- _Data for analysis_:

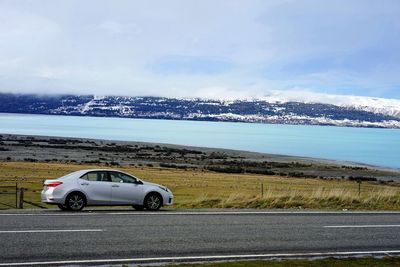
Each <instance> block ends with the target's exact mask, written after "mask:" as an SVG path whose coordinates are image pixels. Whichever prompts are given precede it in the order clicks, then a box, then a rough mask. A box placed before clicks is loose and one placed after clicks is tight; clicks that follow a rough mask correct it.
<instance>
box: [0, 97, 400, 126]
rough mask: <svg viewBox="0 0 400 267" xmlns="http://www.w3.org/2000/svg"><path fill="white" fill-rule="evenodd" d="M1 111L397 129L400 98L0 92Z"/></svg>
mask: <svg viewBox="0 0 400 267" xmlns="http://www.w3.org/2000/svg"><path fill="white" fill-rule="evenodd" d="M0 112H8V113H31V114H54V115H75V116H109V117H128V118H152V119H176V120H207V121H233V122H259V123H281V124H308V125H336V126H353V127H380V128H400V100H395V99H383V98H371V97H356V96H339V95H325V94H317V93H309V92H301V93H298V92H293V91H292V92H287V91H286V92H285V91H283V92H278V91H272V92H271V93H270V94H268V95H265V96H263V97H259V98H253V99H237V100H226V99H225V100H214V99H200V98H196V99H185V98H181V99H178V98H166V97H127V96H93V95H83V96H75V95H21V94H18V95H16V94H0Z"/></svg>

- _Problem statement_:
Print the entries from the beginning through the line with "box: [0, 97, 400, 126]", leaving out the pictures.

- _Exercise solution_:
Each <instance> block ends with the target's exact mask, written after "mask:" as an SVG path whose coordinates are image pixels. Whichever prompts are given precede it in the order clicks, then a box, then a rough mask. A box placed before clicks is loose and one placed after clicks is tight; clicks that follow a rough mask correct it.
<instance>
box: [0, 97, 400, 126]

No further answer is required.